WHAT THE TASK REQUIRES » Which of the lines below include "with"? Each one should be copied out.

RECORDS FOR THIS EXERCISE »

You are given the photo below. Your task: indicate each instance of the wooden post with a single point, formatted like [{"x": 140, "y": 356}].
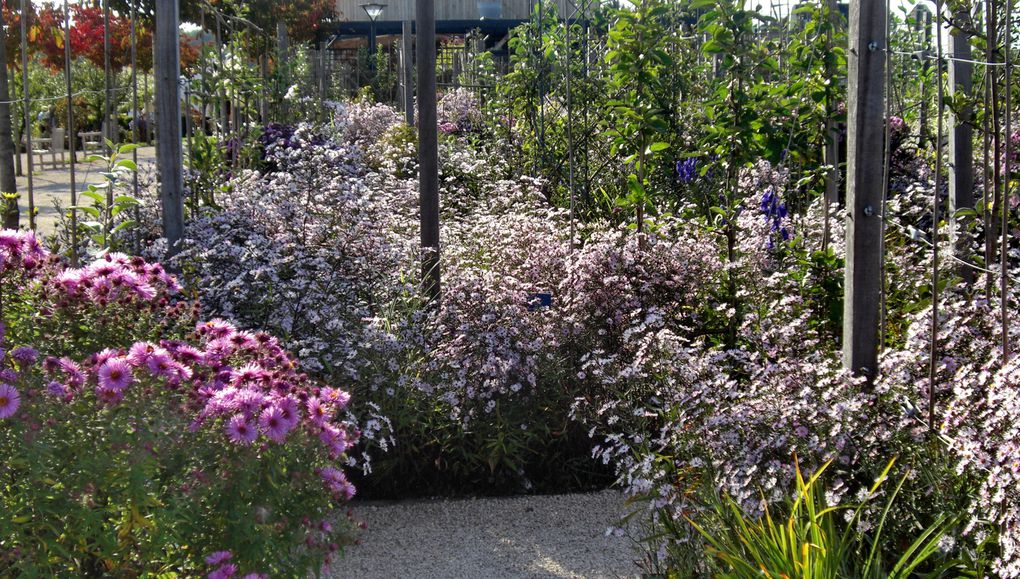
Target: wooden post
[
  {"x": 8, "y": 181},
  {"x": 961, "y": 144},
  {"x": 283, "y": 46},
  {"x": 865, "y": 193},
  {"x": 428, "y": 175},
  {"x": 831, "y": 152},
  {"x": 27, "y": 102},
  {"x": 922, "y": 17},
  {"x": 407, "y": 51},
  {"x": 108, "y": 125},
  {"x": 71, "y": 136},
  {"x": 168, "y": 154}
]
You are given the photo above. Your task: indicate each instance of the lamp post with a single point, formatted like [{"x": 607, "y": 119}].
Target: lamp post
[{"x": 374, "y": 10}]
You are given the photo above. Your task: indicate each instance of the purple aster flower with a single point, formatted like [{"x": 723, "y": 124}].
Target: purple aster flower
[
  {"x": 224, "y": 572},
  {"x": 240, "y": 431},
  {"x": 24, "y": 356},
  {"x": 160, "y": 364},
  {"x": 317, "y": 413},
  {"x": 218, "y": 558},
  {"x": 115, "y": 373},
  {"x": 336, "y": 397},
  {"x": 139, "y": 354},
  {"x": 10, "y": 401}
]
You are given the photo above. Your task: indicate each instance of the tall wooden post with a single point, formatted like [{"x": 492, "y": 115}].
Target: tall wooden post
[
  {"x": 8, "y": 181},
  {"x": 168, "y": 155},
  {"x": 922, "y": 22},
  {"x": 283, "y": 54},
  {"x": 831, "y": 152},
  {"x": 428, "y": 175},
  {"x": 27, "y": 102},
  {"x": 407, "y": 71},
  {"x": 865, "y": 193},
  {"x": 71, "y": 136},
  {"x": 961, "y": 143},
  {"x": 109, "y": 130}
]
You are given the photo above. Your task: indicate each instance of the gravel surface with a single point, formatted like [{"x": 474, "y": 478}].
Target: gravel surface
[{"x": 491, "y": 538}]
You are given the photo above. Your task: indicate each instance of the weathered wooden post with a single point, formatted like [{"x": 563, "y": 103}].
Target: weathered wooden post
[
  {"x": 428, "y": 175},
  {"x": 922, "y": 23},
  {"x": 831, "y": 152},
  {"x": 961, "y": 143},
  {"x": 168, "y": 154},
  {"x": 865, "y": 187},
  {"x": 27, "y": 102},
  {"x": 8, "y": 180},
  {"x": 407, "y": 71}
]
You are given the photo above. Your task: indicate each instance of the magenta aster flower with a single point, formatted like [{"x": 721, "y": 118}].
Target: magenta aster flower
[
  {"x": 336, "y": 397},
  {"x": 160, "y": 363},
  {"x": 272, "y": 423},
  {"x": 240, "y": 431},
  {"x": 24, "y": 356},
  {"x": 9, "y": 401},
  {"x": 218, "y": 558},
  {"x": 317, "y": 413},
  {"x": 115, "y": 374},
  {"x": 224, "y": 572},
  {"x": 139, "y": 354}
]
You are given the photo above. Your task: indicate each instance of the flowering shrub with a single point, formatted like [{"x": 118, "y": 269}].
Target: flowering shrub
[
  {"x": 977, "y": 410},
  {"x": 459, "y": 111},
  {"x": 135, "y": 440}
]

WRITTEN ANSWER »
You are given the photo below. Your task: indicate each instance of the wooden post with a single point, formatted like [{"x": 140, "y": 356}].
You are given the photo above. Your task: indicate each instance of the lamp post with a single point, formatted like [{"x": 607, "y": 119}].
You are given the photo above. Your task: indicate each instance of the purple aster flower with a single point, formatted like [{"x": 723, "y": 124}].
You are given the photo above. Your task: indicate each instance of the tall wooden post with a single point, formatted like [{"x": 492, "y": 115}].
You are given the photo above. Your task: indicate each instance of the gravel surface with a single point, formatted like [{"x": 474, "y": 478}].
You are given the photo above. Your task: indicate each instance of the weathered wooden post with a single point, formatted like [{"x": 563, "y": 103}].
You are given the photo above. Your task: indicate each instance of the magenta aster flower with a single point, formatted like [{"x": 721, "y": 118}].
You are given the photo above. Your task: indicate each instance of the flowering shrub with a single point, formatted like [{"x": 118, "y": 269}].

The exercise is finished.